• _YOUR TASK_
From the first line to the last, please write out the data exactly.

• _EXTRACTED INFORMATION_
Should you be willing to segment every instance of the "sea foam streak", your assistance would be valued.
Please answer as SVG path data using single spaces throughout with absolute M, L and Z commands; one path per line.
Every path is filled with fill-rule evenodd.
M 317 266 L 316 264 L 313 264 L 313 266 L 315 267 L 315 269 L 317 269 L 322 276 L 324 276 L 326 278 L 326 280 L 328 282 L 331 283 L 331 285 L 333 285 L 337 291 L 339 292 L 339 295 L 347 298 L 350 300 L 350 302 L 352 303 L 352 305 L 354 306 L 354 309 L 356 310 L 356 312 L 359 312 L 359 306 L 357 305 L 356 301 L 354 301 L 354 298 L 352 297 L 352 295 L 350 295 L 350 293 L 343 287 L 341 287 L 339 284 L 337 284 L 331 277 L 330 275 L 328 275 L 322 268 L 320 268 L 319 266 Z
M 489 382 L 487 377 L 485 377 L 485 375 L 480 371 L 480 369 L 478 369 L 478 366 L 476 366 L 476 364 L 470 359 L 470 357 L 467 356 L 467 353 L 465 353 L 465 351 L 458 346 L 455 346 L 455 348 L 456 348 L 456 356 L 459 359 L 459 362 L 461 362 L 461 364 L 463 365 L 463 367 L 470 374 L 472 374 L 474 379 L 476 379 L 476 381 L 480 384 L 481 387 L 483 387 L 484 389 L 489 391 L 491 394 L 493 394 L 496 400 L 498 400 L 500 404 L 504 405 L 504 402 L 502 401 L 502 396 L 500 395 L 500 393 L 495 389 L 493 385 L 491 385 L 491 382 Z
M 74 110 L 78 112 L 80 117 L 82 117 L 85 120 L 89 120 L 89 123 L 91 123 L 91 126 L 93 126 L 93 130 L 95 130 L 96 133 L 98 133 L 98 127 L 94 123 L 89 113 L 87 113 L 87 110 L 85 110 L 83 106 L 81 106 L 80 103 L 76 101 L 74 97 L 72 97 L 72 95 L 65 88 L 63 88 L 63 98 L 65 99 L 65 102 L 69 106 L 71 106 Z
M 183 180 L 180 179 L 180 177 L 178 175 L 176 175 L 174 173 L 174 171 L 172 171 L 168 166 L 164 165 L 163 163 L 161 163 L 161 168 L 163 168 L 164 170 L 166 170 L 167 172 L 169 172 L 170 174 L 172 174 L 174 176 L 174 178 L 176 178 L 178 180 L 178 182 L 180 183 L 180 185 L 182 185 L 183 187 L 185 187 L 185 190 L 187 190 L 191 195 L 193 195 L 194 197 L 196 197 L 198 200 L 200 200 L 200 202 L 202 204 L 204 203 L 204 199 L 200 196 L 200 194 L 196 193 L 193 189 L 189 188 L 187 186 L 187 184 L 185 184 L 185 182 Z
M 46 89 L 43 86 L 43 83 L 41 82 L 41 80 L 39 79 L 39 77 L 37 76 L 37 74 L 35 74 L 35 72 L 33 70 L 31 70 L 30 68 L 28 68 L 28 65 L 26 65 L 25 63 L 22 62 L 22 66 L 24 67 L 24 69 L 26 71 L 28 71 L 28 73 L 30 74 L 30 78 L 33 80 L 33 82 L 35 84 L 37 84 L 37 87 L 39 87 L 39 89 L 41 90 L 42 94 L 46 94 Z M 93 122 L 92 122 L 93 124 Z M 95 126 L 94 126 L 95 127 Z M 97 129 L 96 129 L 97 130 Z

• _FINAL ANSWER_
Should you be willing to segment every instance of the "sea foam streak", your assistance would be valued.
Please answer as SVG path data using single spaces throughout with absolute M, L and Z commands; one path per line.
Every path is filled with fill-rule evenodd.
M 317 266 L 316 264 L 313 264 L 313 266 L 315 267 L 315 269 L 317 269 L 322 276 L 324 276 L 326 278 L 326 280 L 328 282 L 331 283 L 331 285 L 333 285 L 337 291 L 339 292 L 339 295 L 347 298 L 350 300 L 350 302 L 352 303 L 352 305 L 354 306 L 354 309 L 356 310 L 356 312 L 359 312 L 359 306 L 357 305 L 356 301 L 354 301 L 354 298 L 352 297 L 352 295 L 350 295 L 350 293 L 343 287 L 341 287 L 339 284 L 337 284 L 331 277 L 330 275 L 328 275 L 322 268 L 320 268 L 319 266 Z
M 489 382 L 487 377 L 485 377 L 485 375 L 480 371 L 480 369 L 478 369 L 478 366 L 476 366 L 476 364 L 470 359 L 470 357 L 467 356 L 467 353 L 465 353 L 465 351 L 458 346 L 455 346 L 455 348 L 456 348 L 456 356 L 459 359 L 459 362 L 461 362 L 461 364 L 463 365 L 463 367 L 470 374 L 472 374 L 474 379 L 476 379 L 476 381 L 480 384 L 481 387 L 483 387 L 484 389 L 489 391 L 491 394 L 493 394 L 496 400 L 498 400 L 500 404 L 504 405 L 504 402 L 502 401 L 502 396 L 500 395 L 500 393 L 495 389 L 493 385 L 491 385 L 491 382 Z
M 74 110 L 78 112 L 80 117 L 82 117 L 85 120 L 89 120 L 89 123 L 91 123 L 91 126 L 93 126 L 93 130 L 95 130 L 96 133 L 98 133 L 98 127 L 94 123 L 89 113 L 87 113 L 87 110 L 85 110 L 83 106 L 81 106 L 80 103 L 76 101 L 74 97 L 72 97 L 72 95 L 65 88 L 63 88 L 63 98 L 65 99 L 65 102 L 69 106 L 71 106 Z
M 183 180 L 180 179 L 180 177 L 178 175 L 176 175 L 174 173 L 174 171 L 172 171 L 168 166 L 164 165 L 163 163 L 161 163 L 161 168 L 163 168 L 164 170 L 166 170 L 167 172 L 169 172 L 170 174 L 172 174 L 174 176 L 174 178 L 176 178 L 178 180 L 178 182 L 180 183 L 180 185 L 182 185 L 183 187 L 185 187 L 185 190 L 187 190 L 191 195 L 193 195 L 194 197 L 196 197 L 198 200 L 200 200 L 200 202 L 202 204 L 204 203 L 204 199 L 200 196 L 200 194 L 196 193 L 193 189 L 189 188 L 187 186 L 187 184 L 185 184 L 185 182 Z
M 46 89 L 43 86 L 43 83 L 41 82 L 41 80 L 39 79 L 39 77 L 37 76 L 37 74 L 35 74 L 35 72 L 33 70 L 31 70 L 30 68 L 28 68 L 28 65 L 26 65 L 25 63 L 22 62 L 22 66 L 24 67 L 24 69 L 26 71 L 28 71 L 28 73 L 30 74 L 30 78 L 33 80 L 33 82 L 35 84 L 37 84 L 37 87 L 39 87 L 39 89 L 41 90 L 42 94 L 46 94 Z M 93 122 L 92 122 L 93 124 Z M 95 126 L 94 126 L 95 127 Z M 97 129 L 96 129 L 97 130 Z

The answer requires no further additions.